TEXT PROVIDED:
Ready to fish? Well stop in at Cape Tool and Tackle to pick up your live bait prior to hitting the waters. We have included 5 different techniques in baiting your hook.

5 Techniques in Baiting Your Hook.

Tip 1: Nostrils

Whether you are fishing a hardtail, menhaden, pinfish, goggle-eye, pilchard or herring, “nostril hooking” restricts less of their natural action. This is ideal for surface live-baiting, such as when drifting offshore, around bait schools, and through inlets and passes for surface-oriented fish. When nostril-hooked, the bait swims at or near the surface, keeping pace with the boat’s drift or slow-trolling rate.

Tip 2: Dorsal

Hooking a bait in front of its -dorsal is deadly for kite-fishing, slow-trolling and still-drifting; it generates action, and the aft placement nabs “short-striking” fish. Hooking in front of the dorsal fin forces a bait to swim head-down and more frantically. These “distress” vibrations draw strikes. The swimming attitude is like a deep-diving swimming plug.

Tip 3: Throat

Throat hooking forces a bait into the depths, perfect for midlevel fish. It’s a proven tactic when free-lining from a stationary position to jetties, seawalls, pilings or bait schools, as well as for bottom-fishing from an anchored boat. It’s also good when slow-drifting. To manipulate the bait, free-line it, and then pause the line for several seconds and continue to free-spool. Repeat until the bait is in place. Every pause prompts it to swim harder, and a low, forward hook placement forces the bait to swim deeper.

DATA SUPPLIED:
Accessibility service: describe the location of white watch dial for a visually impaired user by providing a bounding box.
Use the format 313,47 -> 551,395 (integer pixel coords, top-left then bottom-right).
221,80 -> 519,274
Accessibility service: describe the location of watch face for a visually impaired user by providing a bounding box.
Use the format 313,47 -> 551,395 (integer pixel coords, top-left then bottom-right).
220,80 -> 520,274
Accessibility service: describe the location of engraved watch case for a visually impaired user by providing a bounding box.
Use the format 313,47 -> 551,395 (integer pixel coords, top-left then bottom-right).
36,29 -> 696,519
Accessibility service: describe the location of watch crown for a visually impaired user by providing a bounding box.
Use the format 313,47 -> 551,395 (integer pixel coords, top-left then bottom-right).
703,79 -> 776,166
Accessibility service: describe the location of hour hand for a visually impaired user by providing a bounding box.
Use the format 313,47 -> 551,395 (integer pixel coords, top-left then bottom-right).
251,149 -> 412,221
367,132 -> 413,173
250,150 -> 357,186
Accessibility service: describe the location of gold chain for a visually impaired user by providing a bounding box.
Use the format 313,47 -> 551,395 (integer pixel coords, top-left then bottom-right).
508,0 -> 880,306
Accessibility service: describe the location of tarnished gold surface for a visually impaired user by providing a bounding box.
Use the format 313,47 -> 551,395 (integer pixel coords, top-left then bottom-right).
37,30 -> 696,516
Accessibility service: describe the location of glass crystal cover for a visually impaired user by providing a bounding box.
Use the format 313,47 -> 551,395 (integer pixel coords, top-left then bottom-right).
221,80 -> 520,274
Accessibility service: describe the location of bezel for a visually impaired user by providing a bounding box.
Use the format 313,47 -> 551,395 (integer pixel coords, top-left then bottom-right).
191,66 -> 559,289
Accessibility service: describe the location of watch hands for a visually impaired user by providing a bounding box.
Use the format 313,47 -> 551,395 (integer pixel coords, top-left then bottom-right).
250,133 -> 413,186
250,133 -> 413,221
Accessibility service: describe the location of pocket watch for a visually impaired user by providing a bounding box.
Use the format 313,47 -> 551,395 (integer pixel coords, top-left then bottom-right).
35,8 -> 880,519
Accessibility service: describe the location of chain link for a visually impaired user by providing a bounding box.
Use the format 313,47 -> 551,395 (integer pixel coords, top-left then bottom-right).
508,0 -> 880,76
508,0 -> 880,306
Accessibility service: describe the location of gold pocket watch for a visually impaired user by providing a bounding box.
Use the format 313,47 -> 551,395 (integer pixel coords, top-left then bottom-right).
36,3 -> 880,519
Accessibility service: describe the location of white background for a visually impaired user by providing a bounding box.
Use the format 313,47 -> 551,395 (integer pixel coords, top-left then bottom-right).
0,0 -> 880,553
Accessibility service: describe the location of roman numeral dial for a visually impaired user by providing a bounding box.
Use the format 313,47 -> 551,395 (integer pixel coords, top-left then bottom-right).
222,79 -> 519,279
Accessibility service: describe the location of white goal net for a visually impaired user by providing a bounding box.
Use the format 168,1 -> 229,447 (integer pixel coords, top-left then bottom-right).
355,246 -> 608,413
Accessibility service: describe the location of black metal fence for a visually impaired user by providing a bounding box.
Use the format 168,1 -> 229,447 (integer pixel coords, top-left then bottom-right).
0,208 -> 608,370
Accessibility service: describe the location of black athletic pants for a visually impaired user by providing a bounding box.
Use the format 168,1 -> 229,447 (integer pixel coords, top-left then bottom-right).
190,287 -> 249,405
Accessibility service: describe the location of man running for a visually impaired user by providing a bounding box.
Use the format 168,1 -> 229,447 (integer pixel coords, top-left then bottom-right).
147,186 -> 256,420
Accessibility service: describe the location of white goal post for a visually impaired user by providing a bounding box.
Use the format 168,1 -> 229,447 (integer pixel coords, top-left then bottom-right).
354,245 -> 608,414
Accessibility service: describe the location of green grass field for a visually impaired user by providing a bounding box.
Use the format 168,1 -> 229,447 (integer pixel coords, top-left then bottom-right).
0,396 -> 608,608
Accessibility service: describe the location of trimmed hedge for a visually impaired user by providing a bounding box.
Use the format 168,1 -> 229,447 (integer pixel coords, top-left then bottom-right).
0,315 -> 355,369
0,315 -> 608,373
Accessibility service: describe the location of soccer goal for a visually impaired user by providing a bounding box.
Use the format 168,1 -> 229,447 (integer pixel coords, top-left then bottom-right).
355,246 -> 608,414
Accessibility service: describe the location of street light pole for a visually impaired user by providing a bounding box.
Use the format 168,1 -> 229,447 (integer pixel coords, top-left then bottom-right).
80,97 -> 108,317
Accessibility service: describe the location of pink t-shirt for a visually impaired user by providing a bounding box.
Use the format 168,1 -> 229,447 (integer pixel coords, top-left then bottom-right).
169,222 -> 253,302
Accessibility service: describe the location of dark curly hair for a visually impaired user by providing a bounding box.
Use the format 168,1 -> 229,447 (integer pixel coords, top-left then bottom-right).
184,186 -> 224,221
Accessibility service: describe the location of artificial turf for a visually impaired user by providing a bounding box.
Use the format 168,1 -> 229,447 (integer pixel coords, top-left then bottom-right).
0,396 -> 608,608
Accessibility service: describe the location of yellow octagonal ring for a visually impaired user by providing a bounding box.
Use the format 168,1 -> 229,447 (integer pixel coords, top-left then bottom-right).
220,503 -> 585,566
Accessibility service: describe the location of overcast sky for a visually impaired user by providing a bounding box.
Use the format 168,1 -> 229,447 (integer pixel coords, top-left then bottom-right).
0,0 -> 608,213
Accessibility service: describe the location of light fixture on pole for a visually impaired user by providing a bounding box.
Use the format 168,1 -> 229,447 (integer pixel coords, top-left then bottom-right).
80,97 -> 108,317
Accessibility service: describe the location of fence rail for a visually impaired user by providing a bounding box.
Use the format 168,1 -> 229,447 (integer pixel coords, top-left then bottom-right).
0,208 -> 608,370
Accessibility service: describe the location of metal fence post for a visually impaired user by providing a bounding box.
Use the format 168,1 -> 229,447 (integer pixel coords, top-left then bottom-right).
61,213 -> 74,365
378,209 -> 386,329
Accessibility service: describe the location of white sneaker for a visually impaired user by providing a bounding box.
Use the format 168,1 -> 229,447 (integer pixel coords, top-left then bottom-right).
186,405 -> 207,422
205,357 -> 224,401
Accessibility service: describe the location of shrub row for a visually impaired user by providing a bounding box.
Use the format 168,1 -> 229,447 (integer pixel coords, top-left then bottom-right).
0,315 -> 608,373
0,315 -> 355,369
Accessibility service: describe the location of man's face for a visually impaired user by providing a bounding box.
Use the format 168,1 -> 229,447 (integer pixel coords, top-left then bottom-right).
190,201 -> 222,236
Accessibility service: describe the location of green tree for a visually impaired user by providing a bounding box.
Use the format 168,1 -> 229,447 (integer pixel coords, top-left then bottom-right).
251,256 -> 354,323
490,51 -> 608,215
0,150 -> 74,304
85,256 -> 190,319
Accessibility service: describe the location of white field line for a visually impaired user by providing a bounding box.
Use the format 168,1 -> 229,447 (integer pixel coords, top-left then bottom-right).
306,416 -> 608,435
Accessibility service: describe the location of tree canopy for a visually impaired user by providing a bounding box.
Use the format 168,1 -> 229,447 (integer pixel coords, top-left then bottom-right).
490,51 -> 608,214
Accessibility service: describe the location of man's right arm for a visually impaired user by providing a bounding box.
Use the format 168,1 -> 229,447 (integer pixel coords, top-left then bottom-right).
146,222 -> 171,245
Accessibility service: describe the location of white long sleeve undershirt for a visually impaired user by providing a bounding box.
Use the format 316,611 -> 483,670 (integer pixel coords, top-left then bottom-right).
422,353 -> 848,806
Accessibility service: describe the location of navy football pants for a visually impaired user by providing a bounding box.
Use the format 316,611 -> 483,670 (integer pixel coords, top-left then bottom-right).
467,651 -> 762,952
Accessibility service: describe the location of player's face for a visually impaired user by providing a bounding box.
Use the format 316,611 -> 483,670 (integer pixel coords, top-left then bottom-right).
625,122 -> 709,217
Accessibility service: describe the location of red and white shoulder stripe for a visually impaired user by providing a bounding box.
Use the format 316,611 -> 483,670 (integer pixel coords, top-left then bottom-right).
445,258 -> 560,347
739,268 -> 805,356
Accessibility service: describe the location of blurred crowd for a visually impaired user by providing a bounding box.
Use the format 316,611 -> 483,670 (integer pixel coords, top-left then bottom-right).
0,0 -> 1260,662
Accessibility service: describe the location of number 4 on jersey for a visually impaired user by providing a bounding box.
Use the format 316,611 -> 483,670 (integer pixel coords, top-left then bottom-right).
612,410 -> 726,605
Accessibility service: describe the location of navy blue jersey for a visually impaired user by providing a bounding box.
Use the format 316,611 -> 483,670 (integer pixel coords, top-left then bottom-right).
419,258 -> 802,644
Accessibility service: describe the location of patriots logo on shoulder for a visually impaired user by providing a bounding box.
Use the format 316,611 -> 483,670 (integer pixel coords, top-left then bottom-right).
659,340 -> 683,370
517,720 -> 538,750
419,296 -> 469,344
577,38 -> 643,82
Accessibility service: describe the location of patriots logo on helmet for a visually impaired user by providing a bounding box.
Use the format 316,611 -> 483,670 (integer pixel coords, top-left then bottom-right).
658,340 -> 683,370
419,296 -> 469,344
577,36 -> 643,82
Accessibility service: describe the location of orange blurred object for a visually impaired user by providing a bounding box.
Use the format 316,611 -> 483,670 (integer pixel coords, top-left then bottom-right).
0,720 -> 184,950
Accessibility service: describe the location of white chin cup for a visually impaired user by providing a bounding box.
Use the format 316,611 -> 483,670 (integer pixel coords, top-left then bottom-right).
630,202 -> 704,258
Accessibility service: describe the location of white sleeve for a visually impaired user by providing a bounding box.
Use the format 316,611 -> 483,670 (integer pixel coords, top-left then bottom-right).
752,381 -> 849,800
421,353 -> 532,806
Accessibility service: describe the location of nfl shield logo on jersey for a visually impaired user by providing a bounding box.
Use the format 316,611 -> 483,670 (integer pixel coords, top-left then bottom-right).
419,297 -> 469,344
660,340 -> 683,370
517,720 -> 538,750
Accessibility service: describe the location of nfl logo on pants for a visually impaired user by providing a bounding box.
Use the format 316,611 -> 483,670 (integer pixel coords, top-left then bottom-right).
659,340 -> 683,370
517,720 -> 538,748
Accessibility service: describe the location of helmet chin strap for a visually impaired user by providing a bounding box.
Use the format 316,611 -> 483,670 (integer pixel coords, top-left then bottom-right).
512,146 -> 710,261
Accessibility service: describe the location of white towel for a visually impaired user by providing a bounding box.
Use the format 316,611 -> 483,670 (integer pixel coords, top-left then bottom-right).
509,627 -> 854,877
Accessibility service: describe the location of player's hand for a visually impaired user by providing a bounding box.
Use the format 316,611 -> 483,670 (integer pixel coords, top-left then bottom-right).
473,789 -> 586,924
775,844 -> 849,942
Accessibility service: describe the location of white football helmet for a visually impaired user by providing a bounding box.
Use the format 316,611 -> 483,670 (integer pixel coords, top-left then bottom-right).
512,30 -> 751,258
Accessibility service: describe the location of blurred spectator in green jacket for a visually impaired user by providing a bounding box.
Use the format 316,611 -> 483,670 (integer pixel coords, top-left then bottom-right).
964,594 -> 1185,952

TO BE DONE:
[A] Quote the part of the entries that opens with the line containing "Accessibility service: describe the location of gold pocket" and closes with the line containing "0,0 -> 880,553", with both of those lines included.
[B] Extend the text on baiting a hook with live bait, starting from its final sentence.
The fishing text and the entries have nothing to do with each other.

THE RESPONSES:
[A]
Accessibility service: describe the location of gold pocket watch for a visually impaired user by providing a bounding box.
Use the format 313,47 -> 551,395 (integer pixel coords, top-left then bottom-right).
36,3 -> 880,519
Accessibility service: describe the location of white background for a visually impaired user by providing a bounding box.
Use the format 313,47 -> 551,395 (integer pixel coords, top-left then bottom-right).
0,0 -> 880,553

[B]
Tip 4: Anal Fin

A bait hooked near its anal fin can be manipulated into a specific area. It’s also a great way to make baits swim away from a stationary platform, like a pier, jetty, bridge, beach or shoreline. Similar to a throat-hooked bait, without forward momentum, the bait can’t breathe; it panics and swims forward aggressively, enabling the angler to guide it farther away, or to a specific spot.

Tip 5: Anal Vent

When anchored and live-baiting for grouper and snapper with smaller live baits such as pilchards, herring or pinfish, threading the hook through the bait’s anal cavity and out near its stomach causes the bait to wobble and dart head-up, as if it’s injured. These panicked vibrations and the action of the distressed bait fish triggers predators to strike. The mid-bait hook placement virtually guarantees a solid hookup.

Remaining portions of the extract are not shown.